Set each line of the records down again exactly, please.

[Natural-language object grounding data]

--------------------------------------------------

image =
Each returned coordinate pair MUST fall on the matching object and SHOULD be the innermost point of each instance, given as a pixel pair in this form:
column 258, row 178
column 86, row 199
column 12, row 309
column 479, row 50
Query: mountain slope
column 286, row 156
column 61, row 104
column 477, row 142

--------------------------------------------------

Exercise solution »
image =
Each returned coordinate pair MUST fall on the matching object and SHOULD be the innermost point of each instance, given as a pixel pair in this form:
column 258, row 178
column 86, row 199
column 12, row 309
column 479, row 50
Query: mountain slope
column 286, row 156
column 61, row 104
column 477, row 142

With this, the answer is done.